Page text:
Jon Huntsman launches bid for President

Huntsman offers an optimistic pitch, but his religion and links to Obama could hurt him in the prima

Jon Huntsman has declared his candidacy for the Republican nomination. Against a backdrop of the Statue of Liberty, the former US ambassador to China made his announcement to a smallish crowd of supporters and curious passers-by. His pitch, overall, was optimistic. "I'm from the American west, where the view of America is limitless with lots of blue sky," he declared.

Huntsman pointed to his record as Governor of Utah and - like Romney did in his first two campaign adverts - focused on the US's persistently high unemployment, which will undoubtedly play a major role in 2012.

We must reignite the powerful job creating engine of our economy - the industry, innovation, reliability, and trailblazing genius of Americans and their enterprises -- and restore confidence in our people.

Task to complete: Can you reproduce the passage of the article on Jon Huntsman's campaign launch between "Huntsman pointed to" and "in our people.", inclusive? The records after this article come from a different source.

Dataset records:
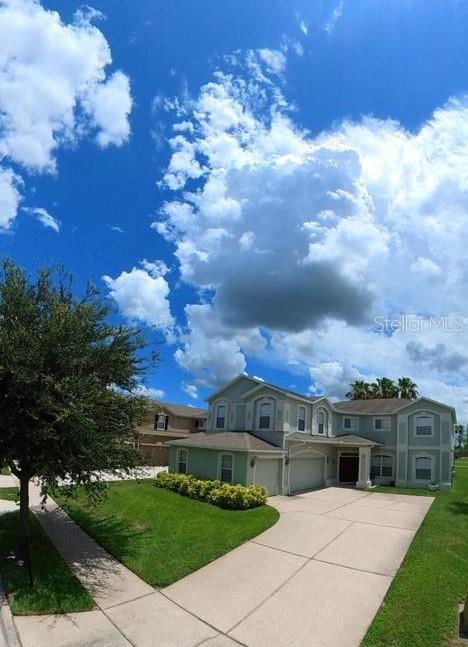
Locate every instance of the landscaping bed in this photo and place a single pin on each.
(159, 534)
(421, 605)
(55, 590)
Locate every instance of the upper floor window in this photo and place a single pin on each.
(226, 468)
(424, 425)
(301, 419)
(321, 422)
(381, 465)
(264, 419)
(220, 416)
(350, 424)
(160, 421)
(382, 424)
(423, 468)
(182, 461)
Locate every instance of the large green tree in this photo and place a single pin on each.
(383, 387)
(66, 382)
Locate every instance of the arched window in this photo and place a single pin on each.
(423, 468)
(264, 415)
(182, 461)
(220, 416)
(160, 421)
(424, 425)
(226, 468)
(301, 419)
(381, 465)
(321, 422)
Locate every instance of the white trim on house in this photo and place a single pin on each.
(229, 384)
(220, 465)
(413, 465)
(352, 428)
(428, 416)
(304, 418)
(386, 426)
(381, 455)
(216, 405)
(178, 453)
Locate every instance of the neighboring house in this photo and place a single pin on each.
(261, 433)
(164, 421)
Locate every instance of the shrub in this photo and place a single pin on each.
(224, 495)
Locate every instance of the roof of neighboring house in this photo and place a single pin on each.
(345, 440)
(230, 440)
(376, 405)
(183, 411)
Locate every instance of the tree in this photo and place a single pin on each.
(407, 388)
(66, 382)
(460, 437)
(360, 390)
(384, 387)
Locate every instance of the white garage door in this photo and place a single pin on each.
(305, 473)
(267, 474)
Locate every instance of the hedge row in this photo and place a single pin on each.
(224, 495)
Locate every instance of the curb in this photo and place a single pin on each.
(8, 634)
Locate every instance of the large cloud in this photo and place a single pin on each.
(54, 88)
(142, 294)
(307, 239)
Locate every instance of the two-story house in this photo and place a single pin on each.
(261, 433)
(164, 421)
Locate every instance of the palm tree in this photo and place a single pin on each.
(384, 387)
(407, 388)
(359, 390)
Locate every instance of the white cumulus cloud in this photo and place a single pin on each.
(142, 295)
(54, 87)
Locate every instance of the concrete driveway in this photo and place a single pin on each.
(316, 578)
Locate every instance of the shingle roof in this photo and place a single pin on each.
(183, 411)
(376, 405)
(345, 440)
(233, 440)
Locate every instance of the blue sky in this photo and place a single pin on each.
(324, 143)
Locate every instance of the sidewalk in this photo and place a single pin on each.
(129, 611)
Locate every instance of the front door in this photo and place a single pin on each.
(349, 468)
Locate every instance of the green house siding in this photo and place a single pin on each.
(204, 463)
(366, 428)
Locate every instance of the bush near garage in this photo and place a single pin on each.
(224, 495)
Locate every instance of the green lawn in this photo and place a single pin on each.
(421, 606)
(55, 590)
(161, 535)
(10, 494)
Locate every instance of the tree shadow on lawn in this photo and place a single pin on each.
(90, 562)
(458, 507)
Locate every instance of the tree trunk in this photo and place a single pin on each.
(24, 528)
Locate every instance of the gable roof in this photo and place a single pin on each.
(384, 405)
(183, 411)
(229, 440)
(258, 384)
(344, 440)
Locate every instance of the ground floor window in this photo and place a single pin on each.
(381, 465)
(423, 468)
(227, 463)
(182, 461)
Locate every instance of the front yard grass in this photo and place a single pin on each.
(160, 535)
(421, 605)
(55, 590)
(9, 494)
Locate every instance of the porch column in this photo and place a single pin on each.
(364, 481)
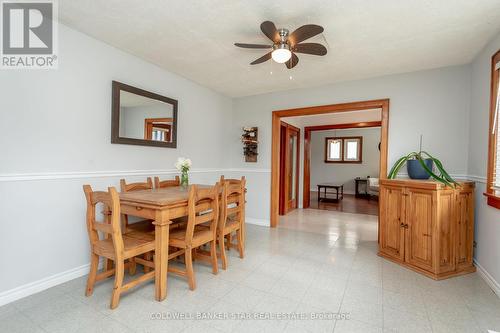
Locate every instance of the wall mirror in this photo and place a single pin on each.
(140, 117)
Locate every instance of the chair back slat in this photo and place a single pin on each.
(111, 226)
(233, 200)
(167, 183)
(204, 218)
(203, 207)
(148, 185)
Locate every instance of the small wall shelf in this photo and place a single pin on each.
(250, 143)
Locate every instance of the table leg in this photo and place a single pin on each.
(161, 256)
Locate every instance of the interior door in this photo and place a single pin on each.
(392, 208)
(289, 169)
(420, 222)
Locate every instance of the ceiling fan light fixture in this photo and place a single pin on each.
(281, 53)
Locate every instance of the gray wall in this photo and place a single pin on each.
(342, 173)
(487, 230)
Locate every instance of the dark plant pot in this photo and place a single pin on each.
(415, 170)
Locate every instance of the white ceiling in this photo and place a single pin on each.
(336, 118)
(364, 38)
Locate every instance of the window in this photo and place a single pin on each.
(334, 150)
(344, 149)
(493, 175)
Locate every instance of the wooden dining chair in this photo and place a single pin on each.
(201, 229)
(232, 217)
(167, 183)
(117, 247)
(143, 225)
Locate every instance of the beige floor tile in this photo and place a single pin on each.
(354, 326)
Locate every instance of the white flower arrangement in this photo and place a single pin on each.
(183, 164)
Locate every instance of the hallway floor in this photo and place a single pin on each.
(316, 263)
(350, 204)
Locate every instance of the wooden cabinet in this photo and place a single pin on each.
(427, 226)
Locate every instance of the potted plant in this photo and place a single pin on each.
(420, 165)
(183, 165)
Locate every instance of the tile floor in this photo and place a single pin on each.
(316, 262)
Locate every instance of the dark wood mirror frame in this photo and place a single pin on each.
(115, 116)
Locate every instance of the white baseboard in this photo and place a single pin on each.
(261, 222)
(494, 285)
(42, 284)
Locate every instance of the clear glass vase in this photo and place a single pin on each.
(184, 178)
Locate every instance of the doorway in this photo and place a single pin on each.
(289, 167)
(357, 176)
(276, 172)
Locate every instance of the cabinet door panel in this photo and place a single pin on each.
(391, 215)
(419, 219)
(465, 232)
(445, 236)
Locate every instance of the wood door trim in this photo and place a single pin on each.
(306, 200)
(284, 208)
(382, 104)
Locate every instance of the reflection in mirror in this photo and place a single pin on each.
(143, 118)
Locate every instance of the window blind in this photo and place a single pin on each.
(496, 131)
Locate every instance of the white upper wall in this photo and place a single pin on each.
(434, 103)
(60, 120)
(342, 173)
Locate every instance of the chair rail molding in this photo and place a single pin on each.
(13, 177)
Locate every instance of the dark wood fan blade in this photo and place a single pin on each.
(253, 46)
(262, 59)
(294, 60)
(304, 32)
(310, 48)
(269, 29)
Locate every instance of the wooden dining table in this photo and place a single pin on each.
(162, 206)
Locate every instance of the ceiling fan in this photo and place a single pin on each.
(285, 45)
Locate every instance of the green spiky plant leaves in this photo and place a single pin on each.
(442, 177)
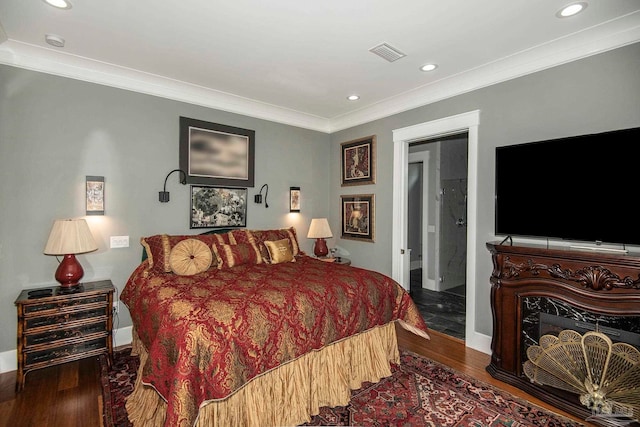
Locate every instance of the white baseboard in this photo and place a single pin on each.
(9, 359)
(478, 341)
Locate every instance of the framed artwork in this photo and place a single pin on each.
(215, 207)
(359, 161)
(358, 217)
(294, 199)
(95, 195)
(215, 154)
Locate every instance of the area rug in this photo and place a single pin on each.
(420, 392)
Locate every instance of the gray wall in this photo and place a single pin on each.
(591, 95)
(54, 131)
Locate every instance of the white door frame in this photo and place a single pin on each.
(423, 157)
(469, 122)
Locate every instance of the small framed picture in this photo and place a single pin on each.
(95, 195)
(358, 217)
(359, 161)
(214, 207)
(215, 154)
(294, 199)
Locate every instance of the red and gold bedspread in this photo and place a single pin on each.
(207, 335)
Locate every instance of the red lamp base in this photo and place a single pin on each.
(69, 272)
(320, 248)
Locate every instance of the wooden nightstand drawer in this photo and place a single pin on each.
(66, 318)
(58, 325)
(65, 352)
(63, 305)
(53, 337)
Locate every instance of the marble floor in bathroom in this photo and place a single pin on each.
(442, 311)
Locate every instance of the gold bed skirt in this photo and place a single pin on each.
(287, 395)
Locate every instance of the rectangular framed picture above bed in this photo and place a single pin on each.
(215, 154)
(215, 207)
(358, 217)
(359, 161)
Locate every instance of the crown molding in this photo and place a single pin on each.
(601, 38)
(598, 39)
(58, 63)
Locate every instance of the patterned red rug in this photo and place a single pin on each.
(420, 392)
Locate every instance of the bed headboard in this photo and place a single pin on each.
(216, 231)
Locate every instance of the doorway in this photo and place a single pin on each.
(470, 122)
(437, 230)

==

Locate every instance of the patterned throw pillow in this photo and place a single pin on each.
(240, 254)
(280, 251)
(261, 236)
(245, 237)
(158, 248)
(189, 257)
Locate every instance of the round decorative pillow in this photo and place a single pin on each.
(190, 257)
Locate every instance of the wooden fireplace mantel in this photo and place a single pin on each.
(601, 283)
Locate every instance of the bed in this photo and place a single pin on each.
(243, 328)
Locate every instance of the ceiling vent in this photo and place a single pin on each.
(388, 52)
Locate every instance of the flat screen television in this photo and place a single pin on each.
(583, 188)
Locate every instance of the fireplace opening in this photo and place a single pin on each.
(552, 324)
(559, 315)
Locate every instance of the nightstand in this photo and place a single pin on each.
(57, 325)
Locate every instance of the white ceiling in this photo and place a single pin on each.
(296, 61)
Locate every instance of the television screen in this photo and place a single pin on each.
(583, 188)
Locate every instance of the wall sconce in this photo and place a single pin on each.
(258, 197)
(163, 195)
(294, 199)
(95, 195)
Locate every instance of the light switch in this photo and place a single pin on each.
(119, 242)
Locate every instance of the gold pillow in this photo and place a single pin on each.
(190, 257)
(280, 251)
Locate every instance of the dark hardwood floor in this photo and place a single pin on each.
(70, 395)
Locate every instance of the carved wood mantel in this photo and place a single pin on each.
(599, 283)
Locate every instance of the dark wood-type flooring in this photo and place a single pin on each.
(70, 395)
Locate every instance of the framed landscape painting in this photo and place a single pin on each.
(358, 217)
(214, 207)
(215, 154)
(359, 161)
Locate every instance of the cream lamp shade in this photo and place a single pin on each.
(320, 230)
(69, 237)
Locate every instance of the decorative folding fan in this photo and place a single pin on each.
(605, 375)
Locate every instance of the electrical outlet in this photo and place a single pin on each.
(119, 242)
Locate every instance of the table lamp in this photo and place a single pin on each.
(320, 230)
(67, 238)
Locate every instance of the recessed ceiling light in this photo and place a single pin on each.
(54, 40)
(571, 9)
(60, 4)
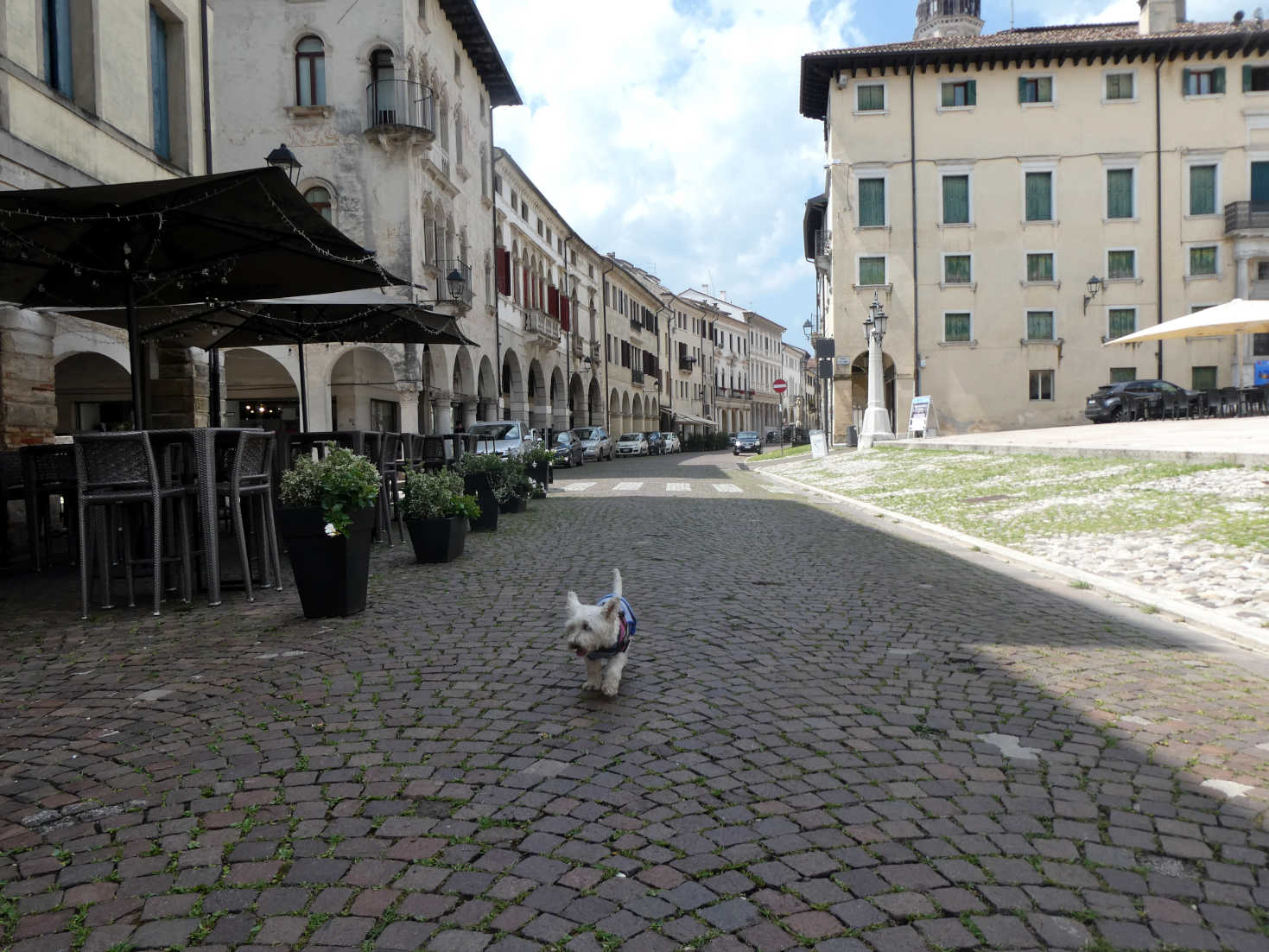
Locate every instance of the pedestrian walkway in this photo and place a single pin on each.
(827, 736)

* * *

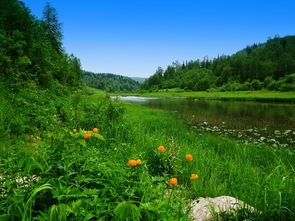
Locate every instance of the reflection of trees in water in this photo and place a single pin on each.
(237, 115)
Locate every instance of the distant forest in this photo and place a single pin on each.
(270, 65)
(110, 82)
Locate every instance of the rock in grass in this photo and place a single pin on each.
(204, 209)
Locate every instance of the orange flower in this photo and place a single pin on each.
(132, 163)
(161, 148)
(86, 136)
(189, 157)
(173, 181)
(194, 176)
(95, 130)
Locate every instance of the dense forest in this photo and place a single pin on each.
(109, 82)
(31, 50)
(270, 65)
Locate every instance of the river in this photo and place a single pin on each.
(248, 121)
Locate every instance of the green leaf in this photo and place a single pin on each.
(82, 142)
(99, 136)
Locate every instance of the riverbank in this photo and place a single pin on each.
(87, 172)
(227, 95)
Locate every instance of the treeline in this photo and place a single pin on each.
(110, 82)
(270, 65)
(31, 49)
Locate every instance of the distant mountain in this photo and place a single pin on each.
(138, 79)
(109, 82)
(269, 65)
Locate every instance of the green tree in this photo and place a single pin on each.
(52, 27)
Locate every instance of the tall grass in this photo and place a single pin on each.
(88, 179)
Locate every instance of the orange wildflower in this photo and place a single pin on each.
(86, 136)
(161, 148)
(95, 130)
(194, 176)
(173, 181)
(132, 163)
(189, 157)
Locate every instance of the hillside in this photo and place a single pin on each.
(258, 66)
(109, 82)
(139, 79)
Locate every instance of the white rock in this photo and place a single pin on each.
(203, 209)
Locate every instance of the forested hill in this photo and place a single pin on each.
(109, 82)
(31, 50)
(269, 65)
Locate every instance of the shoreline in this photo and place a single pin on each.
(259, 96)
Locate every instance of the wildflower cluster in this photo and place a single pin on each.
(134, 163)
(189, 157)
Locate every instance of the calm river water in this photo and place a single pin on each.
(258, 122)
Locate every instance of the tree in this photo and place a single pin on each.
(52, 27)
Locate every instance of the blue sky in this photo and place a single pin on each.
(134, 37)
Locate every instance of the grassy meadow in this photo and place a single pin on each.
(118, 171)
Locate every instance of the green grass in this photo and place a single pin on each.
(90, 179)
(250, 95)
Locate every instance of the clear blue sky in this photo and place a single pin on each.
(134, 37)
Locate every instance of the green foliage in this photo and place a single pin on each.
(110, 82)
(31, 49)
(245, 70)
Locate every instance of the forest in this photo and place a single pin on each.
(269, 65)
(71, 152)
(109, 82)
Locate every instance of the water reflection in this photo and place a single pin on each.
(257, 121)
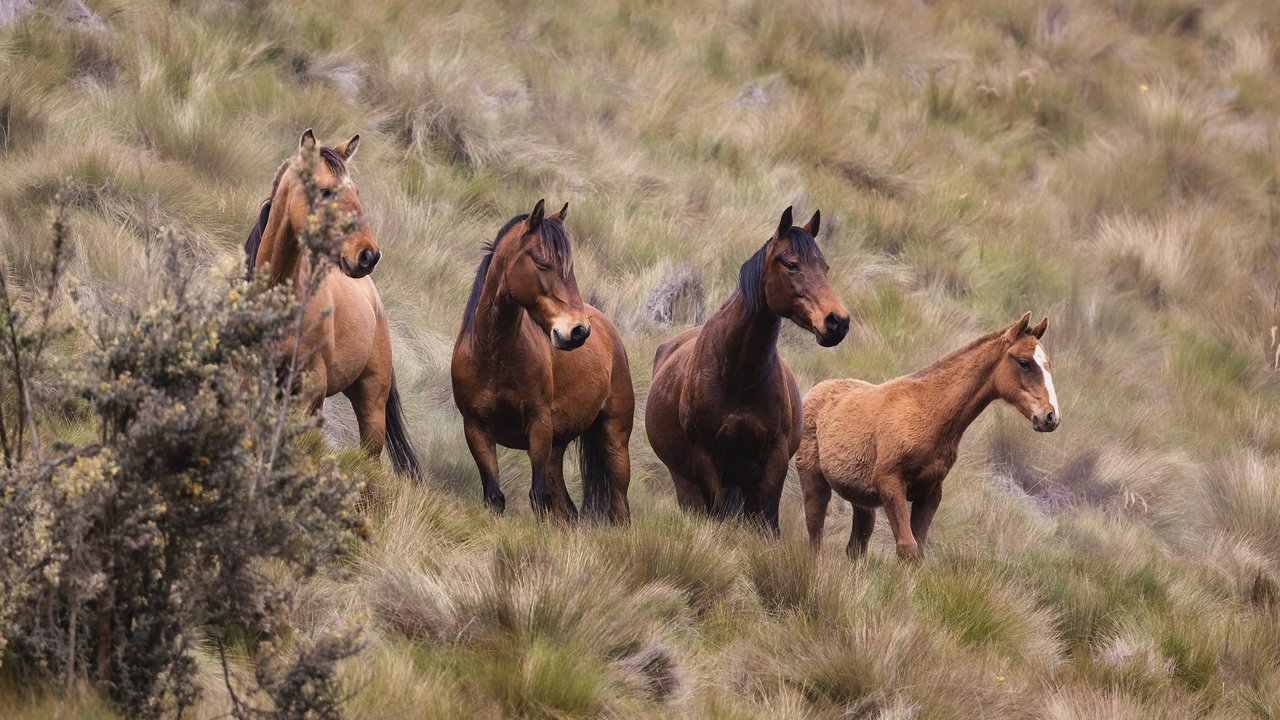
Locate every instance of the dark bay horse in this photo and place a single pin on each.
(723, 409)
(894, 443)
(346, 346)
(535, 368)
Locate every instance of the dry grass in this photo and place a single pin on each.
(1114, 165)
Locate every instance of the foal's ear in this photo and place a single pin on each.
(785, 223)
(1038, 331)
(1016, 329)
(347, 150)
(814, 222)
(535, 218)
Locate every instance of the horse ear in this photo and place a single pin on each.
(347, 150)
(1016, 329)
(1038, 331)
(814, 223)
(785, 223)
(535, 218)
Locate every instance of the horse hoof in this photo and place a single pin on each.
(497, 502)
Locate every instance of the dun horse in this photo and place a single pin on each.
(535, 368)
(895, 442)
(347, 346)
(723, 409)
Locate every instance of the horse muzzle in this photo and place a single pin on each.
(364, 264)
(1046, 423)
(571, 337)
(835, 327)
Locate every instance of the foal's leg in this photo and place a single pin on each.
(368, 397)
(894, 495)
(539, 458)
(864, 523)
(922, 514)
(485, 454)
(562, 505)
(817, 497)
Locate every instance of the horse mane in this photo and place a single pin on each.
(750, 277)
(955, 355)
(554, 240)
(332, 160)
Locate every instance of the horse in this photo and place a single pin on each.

Finished exercise:
Huntsman pointed to his record as Governor of Utah and - like Romney did in his first two campaign adverts - focused on the US's persistently high unemployment, which will undoubtedly play a major role in 2012.

We must reignite the powerful job creating engine of our economy - the industry, innovation, reliability, and trailblazing genius of Americans and their enterprises -- and restore confidence in our people.